◆ Short problem ◆
Return each line from the records below that contains the word "green". Case counts.

+ + + + +

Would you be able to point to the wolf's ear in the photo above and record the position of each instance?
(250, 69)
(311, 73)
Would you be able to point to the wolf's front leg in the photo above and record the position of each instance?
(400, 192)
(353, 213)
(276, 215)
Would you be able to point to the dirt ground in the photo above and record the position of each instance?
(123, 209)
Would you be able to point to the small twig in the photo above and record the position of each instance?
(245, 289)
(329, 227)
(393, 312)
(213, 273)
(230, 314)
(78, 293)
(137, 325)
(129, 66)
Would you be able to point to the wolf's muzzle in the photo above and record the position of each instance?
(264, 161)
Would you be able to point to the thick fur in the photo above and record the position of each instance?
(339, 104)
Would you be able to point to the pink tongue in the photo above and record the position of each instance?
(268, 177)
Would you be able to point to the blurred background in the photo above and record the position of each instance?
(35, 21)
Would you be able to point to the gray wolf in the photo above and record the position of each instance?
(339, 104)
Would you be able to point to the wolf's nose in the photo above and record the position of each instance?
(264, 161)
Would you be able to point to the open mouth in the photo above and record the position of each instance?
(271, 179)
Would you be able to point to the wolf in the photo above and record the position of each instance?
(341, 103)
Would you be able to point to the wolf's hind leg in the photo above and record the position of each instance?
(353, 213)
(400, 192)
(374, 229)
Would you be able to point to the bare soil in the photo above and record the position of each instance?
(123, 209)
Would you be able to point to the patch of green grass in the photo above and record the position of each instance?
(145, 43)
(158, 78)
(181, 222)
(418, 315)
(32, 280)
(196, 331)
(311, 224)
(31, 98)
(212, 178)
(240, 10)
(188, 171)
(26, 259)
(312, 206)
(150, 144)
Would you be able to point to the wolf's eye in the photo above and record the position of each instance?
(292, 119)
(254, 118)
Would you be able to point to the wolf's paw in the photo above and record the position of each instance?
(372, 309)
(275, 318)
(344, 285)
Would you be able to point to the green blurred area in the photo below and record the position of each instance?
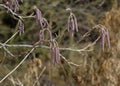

+ + + + +

◆ Worked answer ◆
Would you be able to point to the patch of green grass in the photo above and record the position of each instance?
Would you be able to point to the green blurred area in the photo below and record the position of each instance?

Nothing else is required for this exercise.